▶ _What the exercise asks_: Reproduce the rows below word for word, leaving out the pictures.

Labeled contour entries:
********

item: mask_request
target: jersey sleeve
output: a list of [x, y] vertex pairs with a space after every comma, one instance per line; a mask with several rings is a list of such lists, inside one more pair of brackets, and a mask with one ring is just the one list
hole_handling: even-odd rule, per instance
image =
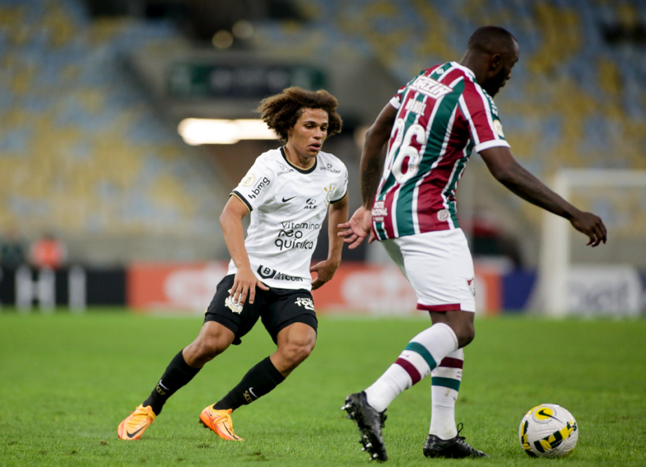
[[496, 146], [509, 147], [503, 132], [498, 108], [491, 96], [480, 86], [469, 83], [460, 100], [476, 152]]
[[274, 179], [270, 167], [258, 158], [231, 194], [239, 198], [251, 212], [273, 196]]

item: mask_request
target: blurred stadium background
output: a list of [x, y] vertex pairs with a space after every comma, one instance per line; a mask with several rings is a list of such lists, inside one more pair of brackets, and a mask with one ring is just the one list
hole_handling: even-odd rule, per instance
[[[354, 210], [366, 127], [420, 69], [459, 60], [485, 24], [520, 46], [496, 99], [512, 152], [544, 181], [568, 180], [557, 186], [610, 233], [595, 250], [572, 229], [557, 235], [562, 226], [474, 156], [459, 214], [478, 307], [643, 315], [640, 0], [0, 0], [0, 304], [201, 312], [226, 271], [218, 219], [228, 193], [277, 143], [198, 144], [180, 134], [185, 119], [235, 124], [287, 86], [328, 89], [345, 128], [325, 149], [350, 171]], [[30, 263], [43, 237], [65, 247], [51, 268]], [[344, 259], [317, 291], [320, 311], [413, 311], [381, 247], [346, 250]]]

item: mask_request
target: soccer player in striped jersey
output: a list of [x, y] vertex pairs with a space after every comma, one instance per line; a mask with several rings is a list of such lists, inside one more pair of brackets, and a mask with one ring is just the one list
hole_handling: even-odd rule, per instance
[[472, 152], [512, 192], [605, 243], [597, 215], [583, 212], [518, 164], [505, 139], [493, 97], [511, 77], [518, 44], [505, 29], [478, 28], [459, 62], [422, 71], [402, 87], [366, 134], [360, 177], [362, 206], [339, 235], [350, 248], [376, 239], [399, 265], [432, 325], [343, 408], [373, 459], [387, 458], [384, 412], [402, 391], [431, 375], [432, 411], [424, 455], [485, 457], [460, 436], [454, 419], [463, 348], [475, 335], [474, 268], [456, 212], [458, 180]]
[[[339, 224], [347, 221], [347, 170], [321, 151], [343, 122], [336, 99], [298, 87], [264, 99], [262, 119], [286, 142], [256, 159], [220, 217], [231, 261], [199, 334], [166, 368], [150, 395], [119, 425], [122, 440], [138, 440], [173, 394], [261, 319], [276, 351], [251, 368], [229, 393], [207, 406], [200, 422], [223, 440], [242, 441], [231, 414], [272, 391], [314, 349], [317, 320], [312, 289], [330, 280], [341, 261]], [[242, 219], [251, 220], [244, 237]], [[325, 216], [327, 258], [310, 266]], [[316, 277], [312, 280], [311, 273]], [[218, 375], [220, 380], [229, 375]]]

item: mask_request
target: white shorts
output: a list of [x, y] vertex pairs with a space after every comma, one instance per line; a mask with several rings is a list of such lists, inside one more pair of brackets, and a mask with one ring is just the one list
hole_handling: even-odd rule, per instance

********

▶ _Solution to the problem_:
item: mask_request
target: jersey sleeve
output: a list of [x, y] vertex pairs with a space after every comma, one instance per line; a mask with several rings is a list of such lists, inside one more pair of brackets, and a mask with one ring is just the one list
hole_handling: even-odd rule, per instance
image =
[[496, 146], [509, 147], [503, 132], [498, 108], [491, 96], [480, 86], [469, 83], [460, 100], [476, 152]]
[[274, 179], [270, 167], [258, 158], [231, 194], [239, 198], [251, 212], [273, 196]]

item: mask_request
target: blurred stadium background
output: a list of [x, y] vertex pairs with a space after every comma, one instance per line; a mask with several rings is a list of such lists, inside one more pair of brackets, and a mask with one ring is just the one list
hole_handling: even-odd rule, per instance
[[[354, 210], [366, 127], [420, 69], [459, 60], [485, 24], [520, 46], [496, 99], [512, 152], [544, 181], [568, 180], [557, 186], [610, 233], [595, 250], [572, 229], [557, 235], [562, 226], [474, 156], [459, 214], [478, 307], [643, 315], [640, 0], [0, 0], [0, 304], [201, 312], [226, 271], [218, 219], [228, 193], [277, 143], [198, 144], [180, 134], [185, 119], [235, 124], [287, 86], [328, 89], [345, 128], [325, 149], [350, 171]], [[30, 263], [43, 237], [65, 247], [51, 268]], [[344, 259], [317, 291], [320, 311], [413, 311], [381, 247], [346, 250]]]

item: mask_request
target: soccer player in striped jersey
output: a list of [x, y] vertex pairs with a space after every comma, one instance per line; a mask with several rings is a list of such lists, inside one more pair of brackets, and a mask with one ring is just the one list
hole_handling: even-odd rule, per instance
[[472, 152], [512, 192], [605, 243], [597, 215], [583, 212], [518, 164], [505, 139], [493, 97], [511, 77], [518, 44], [505, 29], [478, 28], [459, 62], [422, 71], [402, 87], [366, 134], [360, 177], [362, 206], [339, 235], [350, 248], [376, 239], [399, 265], [432, 325], [343, 408], [373, 459], [387, 458], [384, 412], [402, 391], [431, 375], [432, 411], [424, 455], [485, 457], [460, 436], [454, 419], [463, 348], [475, 335], [474, 268], [456, 212], [458, 180]]
[[[339, 224], [347, 221], [347, 170], [321, 151], [343, 122], [336, 99], [298, 87], [264, 99], [262, 119], [286, 142], [256, 159], [220, 217], [231, 261], [199, 334], [166, 368], [150, 395], [119, 425], [122, 440], [138, 440], [173, 394], [261, 319], [276, 351], [251, 368], [229, 393], [207, 406], [200, 422], [223, 440], [242, 441], [231, 414], [272, 391], [314, 349], [317, 320], [312, 289], [330, 280], [341, 261]], [[242, 219], [251, 220], [244, 237]], [[325, 216], [327, 258], [310, 266]], [[316, 277], [312, 280], [311, 273]], [[218, 375], [220, 380], [229, 375]]]

item: mask_request
target: white shorts
output: a list of [x, y] vertex pairs with a space after every comma, one instance per line; a mask with several rings is a list of such lists, inside one more pair of brackets, and a mask with one ring is just the one list
hole_handling: even-odd rule, per instance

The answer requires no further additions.